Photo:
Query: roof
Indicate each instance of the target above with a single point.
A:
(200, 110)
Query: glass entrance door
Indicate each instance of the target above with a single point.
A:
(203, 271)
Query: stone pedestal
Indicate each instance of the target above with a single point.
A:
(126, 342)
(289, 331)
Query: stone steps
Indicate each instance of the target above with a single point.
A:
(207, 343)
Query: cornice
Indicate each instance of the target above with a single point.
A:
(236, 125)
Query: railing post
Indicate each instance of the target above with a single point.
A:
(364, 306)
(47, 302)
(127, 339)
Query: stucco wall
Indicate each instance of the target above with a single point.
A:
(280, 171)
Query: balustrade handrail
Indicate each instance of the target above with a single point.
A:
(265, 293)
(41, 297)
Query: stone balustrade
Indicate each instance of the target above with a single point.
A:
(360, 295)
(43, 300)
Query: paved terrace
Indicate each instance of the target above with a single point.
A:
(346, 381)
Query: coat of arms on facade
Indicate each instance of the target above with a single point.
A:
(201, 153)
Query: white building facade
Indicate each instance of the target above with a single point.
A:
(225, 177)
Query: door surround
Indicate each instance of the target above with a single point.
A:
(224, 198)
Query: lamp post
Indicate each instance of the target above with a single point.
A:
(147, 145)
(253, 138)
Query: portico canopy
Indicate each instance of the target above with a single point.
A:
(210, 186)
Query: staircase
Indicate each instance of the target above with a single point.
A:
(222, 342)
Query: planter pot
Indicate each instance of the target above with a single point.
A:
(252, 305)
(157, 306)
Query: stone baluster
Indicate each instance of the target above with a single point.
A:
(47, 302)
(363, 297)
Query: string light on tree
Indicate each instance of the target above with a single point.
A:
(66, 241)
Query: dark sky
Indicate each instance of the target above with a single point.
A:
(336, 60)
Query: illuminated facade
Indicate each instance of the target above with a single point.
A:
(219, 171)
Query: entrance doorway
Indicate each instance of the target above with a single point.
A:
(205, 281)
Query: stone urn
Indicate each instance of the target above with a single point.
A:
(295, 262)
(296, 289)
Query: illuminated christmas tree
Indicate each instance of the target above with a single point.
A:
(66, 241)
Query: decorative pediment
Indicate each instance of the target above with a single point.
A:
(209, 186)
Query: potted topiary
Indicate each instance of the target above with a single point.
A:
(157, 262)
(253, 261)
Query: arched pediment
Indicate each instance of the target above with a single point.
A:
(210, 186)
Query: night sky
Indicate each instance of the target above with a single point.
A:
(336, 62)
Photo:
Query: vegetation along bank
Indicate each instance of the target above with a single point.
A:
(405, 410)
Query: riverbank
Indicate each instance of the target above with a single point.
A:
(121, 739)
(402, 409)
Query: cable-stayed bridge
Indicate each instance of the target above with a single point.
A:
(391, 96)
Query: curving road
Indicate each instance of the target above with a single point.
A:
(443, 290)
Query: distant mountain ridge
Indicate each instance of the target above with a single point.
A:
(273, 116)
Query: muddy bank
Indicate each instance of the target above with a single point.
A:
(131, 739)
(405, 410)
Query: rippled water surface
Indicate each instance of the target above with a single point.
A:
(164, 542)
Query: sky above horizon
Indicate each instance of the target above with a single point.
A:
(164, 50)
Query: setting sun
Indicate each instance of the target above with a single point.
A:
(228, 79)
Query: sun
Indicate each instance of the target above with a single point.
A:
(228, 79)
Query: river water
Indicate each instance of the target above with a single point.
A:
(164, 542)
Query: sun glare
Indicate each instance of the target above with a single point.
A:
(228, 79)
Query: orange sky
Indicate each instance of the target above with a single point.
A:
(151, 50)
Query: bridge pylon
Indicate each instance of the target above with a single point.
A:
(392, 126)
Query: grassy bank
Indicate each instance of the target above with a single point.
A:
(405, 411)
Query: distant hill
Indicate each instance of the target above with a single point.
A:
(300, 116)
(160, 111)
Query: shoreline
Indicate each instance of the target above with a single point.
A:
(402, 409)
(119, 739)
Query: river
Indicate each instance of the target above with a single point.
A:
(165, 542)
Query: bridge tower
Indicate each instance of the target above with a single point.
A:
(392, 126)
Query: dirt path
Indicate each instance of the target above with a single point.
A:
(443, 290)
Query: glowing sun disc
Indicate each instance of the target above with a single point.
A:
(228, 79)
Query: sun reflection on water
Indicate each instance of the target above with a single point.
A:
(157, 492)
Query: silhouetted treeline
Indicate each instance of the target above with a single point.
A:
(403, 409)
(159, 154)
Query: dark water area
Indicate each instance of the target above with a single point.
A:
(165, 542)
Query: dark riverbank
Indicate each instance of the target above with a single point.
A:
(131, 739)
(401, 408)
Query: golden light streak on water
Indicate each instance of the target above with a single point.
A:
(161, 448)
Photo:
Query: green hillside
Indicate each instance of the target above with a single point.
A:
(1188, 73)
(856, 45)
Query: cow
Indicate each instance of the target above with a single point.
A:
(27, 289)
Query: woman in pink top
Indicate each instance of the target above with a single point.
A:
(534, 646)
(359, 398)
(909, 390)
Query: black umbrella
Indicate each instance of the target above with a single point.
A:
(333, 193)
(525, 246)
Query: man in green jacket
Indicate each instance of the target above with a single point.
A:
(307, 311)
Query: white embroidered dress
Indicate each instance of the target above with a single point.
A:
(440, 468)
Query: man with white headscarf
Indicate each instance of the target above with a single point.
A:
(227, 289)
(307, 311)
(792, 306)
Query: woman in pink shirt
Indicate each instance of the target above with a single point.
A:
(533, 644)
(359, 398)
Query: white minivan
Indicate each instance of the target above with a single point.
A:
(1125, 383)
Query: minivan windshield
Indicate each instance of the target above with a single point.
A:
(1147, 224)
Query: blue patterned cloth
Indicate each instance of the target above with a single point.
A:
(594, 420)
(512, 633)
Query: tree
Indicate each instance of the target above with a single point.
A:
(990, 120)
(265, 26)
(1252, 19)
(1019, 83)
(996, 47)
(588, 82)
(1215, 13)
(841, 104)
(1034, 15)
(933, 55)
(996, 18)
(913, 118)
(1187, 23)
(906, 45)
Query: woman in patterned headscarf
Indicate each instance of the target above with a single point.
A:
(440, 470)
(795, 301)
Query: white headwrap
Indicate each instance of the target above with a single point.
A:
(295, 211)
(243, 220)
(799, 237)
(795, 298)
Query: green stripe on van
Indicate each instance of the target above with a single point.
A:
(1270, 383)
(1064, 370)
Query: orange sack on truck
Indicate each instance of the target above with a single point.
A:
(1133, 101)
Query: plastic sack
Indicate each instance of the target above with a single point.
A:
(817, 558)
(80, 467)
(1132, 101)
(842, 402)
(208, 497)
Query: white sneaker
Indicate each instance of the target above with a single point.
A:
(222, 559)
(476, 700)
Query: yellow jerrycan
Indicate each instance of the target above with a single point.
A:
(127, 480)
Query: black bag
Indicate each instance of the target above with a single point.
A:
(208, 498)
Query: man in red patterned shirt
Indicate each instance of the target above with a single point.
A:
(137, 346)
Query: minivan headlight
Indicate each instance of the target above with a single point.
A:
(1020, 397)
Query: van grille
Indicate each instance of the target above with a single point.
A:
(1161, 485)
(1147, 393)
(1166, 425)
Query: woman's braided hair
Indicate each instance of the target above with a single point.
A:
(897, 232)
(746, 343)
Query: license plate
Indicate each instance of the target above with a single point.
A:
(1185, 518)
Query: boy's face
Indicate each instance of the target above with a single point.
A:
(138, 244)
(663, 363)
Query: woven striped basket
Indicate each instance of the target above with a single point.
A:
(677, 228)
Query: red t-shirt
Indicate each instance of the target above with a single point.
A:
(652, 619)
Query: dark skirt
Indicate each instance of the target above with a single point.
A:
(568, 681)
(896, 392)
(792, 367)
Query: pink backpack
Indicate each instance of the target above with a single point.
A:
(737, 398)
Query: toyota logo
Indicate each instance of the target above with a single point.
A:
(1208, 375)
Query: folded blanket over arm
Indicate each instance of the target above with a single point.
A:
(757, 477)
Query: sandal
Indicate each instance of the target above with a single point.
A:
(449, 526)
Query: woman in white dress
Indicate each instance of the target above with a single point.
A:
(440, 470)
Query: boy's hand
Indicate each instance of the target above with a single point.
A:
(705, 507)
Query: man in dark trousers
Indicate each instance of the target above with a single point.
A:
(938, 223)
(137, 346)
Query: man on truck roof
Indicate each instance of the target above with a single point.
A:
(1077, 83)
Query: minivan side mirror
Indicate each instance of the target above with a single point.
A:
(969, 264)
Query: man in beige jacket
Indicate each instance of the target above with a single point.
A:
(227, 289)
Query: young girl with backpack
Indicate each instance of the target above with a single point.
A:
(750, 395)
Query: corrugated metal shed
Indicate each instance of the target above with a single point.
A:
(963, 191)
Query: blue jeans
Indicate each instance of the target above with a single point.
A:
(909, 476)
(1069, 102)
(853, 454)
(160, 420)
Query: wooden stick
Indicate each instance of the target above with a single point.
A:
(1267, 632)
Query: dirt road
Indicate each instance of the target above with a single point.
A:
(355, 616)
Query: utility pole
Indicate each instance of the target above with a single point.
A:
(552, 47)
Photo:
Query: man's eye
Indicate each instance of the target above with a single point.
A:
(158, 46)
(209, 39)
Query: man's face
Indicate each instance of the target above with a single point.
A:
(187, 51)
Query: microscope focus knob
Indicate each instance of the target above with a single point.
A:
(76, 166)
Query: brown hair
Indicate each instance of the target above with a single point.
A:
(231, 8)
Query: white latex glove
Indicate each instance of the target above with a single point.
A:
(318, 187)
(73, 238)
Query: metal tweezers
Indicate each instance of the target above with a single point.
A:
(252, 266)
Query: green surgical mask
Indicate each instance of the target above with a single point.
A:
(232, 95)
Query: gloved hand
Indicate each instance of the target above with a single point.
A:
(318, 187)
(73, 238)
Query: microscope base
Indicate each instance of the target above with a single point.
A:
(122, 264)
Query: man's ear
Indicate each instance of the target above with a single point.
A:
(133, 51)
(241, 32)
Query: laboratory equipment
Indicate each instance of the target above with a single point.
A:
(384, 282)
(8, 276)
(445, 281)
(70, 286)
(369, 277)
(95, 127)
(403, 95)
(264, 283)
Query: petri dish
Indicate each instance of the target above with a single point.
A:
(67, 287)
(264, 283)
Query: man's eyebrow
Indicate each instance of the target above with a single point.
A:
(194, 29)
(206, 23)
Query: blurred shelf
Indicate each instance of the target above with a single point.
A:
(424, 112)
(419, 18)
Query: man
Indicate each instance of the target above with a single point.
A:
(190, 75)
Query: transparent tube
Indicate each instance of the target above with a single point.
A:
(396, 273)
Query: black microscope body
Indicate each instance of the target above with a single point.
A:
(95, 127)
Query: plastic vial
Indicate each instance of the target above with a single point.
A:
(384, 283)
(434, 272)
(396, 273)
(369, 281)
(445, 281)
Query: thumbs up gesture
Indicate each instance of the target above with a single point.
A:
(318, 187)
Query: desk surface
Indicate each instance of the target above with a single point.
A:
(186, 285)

Task details
Please print, exactly and with nothing else, the lines from the first line of the entries through the line containing "Query: balustrade handrail".

Reply to the task
Photo:
Query: roof
Indicate each instance of the target above with a single point.
A:
(200, 110)
Query: glass entrance door
Indicate each instance of the target above with a single point.
A:
(203, 271)
Query: stone pedestal
Indicate each instance of the target above with a single point.
A:
(126, 342)
(289, 331)
Query: stone steps
Indicate each instance of the target above with a single point.
A:
(207, 343)
Query: cornice
Indicate each instance of the target above with a single point.
A:
(236, 125)
Query: railing post
Indicate each instance of the target above with a single point.
A:
(364, 306)
(47, 302)
(127, 339)
Query: stucco wall
Indicate each instance of the target above with a single point.
A:
(280, 171)
Query: balustrade handrail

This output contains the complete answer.